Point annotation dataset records
>>
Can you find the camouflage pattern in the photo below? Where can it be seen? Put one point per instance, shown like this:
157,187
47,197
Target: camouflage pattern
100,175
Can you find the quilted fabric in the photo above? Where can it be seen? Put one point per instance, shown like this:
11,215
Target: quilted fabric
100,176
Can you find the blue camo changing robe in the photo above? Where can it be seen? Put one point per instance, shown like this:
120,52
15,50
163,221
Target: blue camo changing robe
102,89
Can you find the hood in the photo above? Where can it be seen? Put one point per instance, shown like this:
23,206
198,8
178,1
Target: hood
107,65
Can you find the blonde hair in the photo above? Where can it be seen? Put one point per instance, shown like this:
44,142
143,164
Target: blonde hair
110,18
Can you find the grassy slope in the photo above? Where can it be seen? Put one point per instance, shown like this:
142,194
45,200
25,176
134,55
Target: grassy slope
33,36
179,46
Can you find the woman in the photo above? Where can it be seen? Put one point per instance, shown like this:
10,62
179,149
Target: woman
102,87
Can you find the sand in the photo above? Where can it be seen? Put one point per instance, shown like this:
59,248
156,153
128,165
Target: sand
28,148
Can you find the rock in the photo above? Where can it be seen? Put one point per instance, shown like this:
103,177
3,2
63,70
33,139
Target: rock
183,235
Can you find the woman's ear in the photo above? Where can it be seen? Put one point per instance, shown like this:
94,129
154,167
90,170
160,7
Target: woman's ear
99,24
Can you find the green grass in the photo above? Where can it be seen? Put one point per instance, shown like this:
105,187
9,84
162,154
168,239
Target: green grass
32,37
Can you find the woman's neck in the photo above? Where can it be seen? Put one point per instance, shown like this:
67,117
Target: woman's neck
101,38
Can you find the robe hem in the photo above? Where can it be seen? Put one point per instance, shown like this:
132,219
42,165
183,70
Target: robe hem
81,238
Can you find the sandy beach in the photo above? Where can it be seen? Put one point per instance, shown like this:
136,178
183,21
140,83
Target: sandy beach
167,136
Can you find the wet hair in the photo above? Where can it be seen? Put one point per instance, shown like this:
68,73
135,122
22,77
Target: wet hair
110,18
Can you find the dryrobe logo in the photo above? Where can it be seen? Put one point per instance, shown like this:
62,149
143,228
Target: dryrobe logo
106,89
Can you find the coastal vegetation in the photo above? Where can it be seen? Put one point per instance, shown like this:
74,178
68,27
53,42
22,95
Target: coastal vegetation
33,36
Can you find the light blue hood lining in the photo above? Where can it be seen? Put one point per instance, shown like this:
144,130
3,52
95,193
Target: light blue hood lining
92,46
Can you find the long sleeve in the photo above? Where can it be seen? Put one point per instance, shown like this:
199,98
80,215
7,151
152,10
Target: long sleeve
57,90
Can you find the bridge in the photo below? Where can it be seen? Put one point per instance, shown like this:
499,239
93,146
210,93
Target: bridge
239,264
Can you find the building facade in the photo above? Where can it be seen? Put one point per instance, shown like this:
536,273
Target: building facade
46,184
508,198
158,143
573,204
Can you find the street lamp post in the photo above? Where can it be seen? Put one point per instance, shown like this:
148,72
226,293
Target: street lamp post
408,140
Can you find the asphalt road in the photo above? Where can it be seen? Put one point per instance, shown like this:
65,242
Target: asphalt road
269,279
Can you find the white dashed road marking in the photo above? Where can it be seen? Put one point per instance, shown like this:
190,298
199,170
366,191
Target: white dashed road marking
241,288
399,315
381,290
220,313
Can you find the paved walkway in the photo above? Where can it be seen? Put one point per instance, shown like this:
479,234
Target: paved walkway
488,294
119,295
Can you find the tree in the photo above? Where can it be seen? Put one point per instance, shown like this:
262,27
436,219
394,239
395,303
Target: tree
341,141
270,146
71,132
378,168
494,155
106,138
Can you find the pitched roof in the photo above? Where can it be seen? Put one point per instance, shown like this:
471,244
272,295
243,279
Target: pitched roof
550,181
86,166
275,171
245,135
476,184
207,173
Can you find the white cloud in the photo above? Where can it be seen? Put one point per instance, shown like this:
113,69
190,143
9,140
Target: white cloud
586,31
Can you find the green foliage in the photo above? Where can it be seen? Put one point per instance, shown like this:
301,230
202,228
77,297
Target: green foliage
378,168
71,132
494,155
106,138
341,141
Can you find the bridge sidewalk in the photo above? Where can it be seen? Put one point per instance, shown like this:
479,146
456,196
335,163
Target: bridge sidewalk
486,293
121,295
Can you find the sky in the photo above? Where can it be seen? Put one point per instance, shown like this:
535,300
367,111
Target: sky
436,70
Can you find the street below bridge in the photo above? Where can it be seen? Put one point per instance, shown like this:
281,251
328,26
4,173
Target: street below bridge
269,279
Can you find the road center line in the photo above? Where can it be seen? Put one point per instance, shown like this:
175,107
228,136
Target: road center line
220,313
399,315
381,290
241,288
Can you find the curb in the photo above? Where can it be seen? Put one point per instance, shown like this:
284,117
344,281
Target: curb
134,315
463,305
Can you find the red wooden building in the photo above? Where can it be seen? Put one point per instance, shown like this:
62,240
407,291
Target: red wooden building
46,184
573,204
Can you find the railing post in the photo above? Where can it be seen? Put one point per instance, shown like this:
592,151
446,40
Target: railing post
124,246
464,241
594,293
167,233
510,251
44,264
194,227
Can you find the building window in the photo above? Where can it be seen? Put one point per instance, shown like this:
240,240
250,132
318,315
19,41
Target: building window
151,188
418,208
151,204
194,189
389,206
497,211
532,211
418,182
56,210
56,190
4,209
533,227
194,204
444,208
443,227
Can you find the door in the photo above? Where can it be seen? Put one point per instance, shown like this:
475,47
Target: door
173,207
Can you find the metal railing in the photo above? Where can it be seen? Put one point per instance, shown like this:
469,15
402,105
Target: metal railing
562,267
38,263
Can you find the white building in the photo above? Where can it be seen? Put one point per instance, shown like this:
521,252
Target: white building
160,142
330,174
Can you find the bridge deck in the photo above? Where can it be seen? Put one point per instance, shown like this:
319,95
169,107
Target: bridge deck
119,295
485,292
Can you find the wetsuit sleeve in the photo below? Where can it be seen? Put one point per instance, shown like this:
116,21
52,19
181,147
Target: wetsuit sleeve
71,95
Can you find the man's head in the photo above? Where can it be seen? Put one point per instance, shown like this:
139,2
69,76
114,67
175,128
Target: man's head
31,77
<<
** Task **
Copy the data above word for word, keeping every line in its original order.

** Worked solution **
Can you find the camouflage pattern in the photo below? Where can it be seen? Put one point per instance, shown like this:
157,187
47,197
Target: camouflage pattern
100,175
Can you find the quilted fabric in the photo above? Where can it be seen? Put one point per instance, shown like this:
11,215
Target: quilted fabric
100,176
Can you find the blue camo changing robe in the photo above? Where can it be seen? Put one point per instance, shown like this:
120,52
15,50
163,221
Target: blue camo changing robe
102,89
Can you find the hood in the photo above? Where can it be seen? Put one point per instance, shown like this:
23,206
198,8
178,1
Target: hood
107,65
Can you find the blonde hair in the photo above? Where can it be seen? Put one point per instance, shown like this:
44,142
143,164
Target: blonde hair
110,18
Can you find the grassy slope in the photo above? Where can it be seen? Put one point per instance, shown like this:
142,194
45,200
25,176
134,55
Target: grassy slope
33,36
179,46
Can you find the woman in the photo above? Where can it be seen? Put one point per instance, shown like this:
10,62
179,149
Target: woman
102,87
Can you find the sand in the photo above? Where can it be seen? Put one point per instance, shown like this:
59,248
156,153
128,165
Target: sand
28,148
Can you find the rock in the photo above? Where can it be seen? Put one point per instance, shown like this:
103,177
3,2
63,70
33,139
Target: rock
183,235
Can you find the woman's ear in the photo above? Where can it be seen? Put one point per instance, shown like this:
94,129
154,167
90,170
160,7
Target: woman's ear
99,24
Can you find the green grass in the photo above? Where can it be seen? Put one point per instance, shown like this:
105,187
9,84
162,154
168,239
Target: green grass
32,37
Can you find the woman's neck in the photo above? Where can it be seen? Put one point per instance, shown like this:
67,117
Target: woman's neck
101,38
Can you find the robe hem in the photo above? Where can it be seen? Put one point per instance, shown like this:
132,219
42,165
183,70
Target: robe hem
81,238
Can you find the sandy beach in the photo above? Where can it be seen? Put one point per instance, shown like this:
136,178
183,21
140,83
Target: sandy beach
167,136
Can you find the wet hair in the photo above? Where can it be seen? Put one point per instance, shown like this:
68,73
135,122
22,77
Target: wet hair
110,18
Can you find the dryrobe logo in the photo above? Where can it be seen? Put one point per instance, shown like this:
62,149
143,228
Target: dryrobe logo
106,89
Can you find the coastal vegetation in the photo above? Where can it be seen? Put one point per instance, shown like this:
74,178
68,27
53,42
22,95
Target: coastal vegetation
33,36
Can you find the light blue hood lining in the photo above? Where can it be seen? Put one point per instance, shown like this:
144,130
3,52
95,193
Target: light blue hood lining
92,46
Can you find the long sleeve in the photo above? Where can it be seen? Put one point per instance, shown like this:
199,98
80,215
7,151
152,10
Target: long sleeve
57,90
Can you find the bridge in the photo below? Where can it be seen? Put one point per instance, shown like this:
499,239
93,146
210,93
Target: bridge
239,264
Can you find the building facade in the photo above? Where can it be seen? Put one point per instance, shown like this:
536,273
Target: building facade
46,184
508,198
158,143
573,204
Can you find the street lamp post in the photo above? Where can it be seen? Put one point per instance, shown like this:
148,72
226,293
Target: street lamp post
408,140
Can you find the asphalt road in the photo above? Where can it be seen? Put one point per instance, shown like this:
65,242
Target: asphalt road
269,279
Can you find the white dashed road marking in the photo above? Where can it be seen? Put one point per instance, shown like this:
190,298
199,170
366,191
Target: white dashed road marking
241,288
399,315
381,290
220,313
Can you find the paved walkway in the photo above? Where can it be seen? Put one point per instance, shown like this:
479,234
Target: paved walkway
488,294
119,295
Can you find the tree in the photo above? Where can it be seen? Put one point per instance, shown like this:
262,27
436,219
394,239
395,303
Target: tree
341,141
270,146
71,132
378,168
494,155
106,138
Can you find the pitched roof in the photo above? Where can it be seen? Put one point per instance, shown like this:
471,244
272,295
243,279
Target: pitched roof
550,181
86,166
275,171
245,135
476,184
207,173
Can you find the white cloud in the photo above? Where can it be seen? Put one point per instance, shown like this:
113,69
190,143
9,140
Target: white cloud
586,31
Can you find the green foliage in the photo above? Where can it be seen? Put one point per instance, shown like this:
301,230
202,228
77,297
Target: green foliage
378,168
71,132
494,155
106,138
341,141
Can you find the bridge sidewalk in the photo above? Where can it be seen? Put one point per instance, shown like this:
479,146
456,196
335,163
Target: bridge sidewalk
486,293
121,295
Can you find the sky in the photo above? Where can it be seen? Put one point per instance, shown like this:
535,300
367,111
Target: sky
436,70
Can you find the street below bridge in the photo above? Where can it be seen? Put one point per instance, shown like this:
281,251
328,26
4,173
Target: street below bridge
269,279
Can you find the road center line in the photo above? Where can it be seen? Put one point per instance, shown like this:
175,107
228,136
Target: road center line
220,313
399,315
381,290
241,288
Can you find the curb in the photo above? Where can it be seen? Put one point per instance, shown like this:
284,117
344,281
Target: curb
134,315
463,305
Can you find the red wooden building in the photo above? Where can it be seen? Put one point per instance, shown like this:
62,240
407,291
Target: red wooden building
46,184
573,204
Can you find the railing post in the photo above? Where can it be seen? Put one point per instance, shown like this:
592,151
446,40
Target: railing post
124,246
464,241
594,293
167,233
510,251
44,264
194,227
Can you find the building window in the photo above? Where can it be seen? Put one point per instance, shown like this:
240,240
250,132
318,315
19,41
Target: building window
151,188
418,208
151,204
194,189
389,206
497,211
532,211
418,182
56,210
56,190
4,209
533,227
194,204
444,208
443,227
Can you find the door in the photo above? Where can it be seen? Put one point per instance, shown like this:
475,47
Target: door
173,207
Can you find the metal railing in the photo above? Where can it be seen? Put one point per instance, shown like this:
469,15
402,105
Target: metal railing
562,267
38,263
Can you find the white building in the photo above? Where can it be seen? Put one point per instance, shown like this:
521,252
Target: white building
160,142
330,174
Can you find the bridge deck in the photo above? Where can it be seen? Put one point per instance, shown like this:
319,95
169,107
Target: bridge deck
119,295
485,292
Can you find the wetsuit sleeve in the photo below? Where can it be seen? Put one point per instance, shown like this:
116,21
52,19
181,147
Target: wetsuit sleeve
71,95
Can you find the man's head in the photo above? Where can it be seen? Put one point per instance, shown like this:
139,2
69,76
114,67
175,128
Target: man's head
31,77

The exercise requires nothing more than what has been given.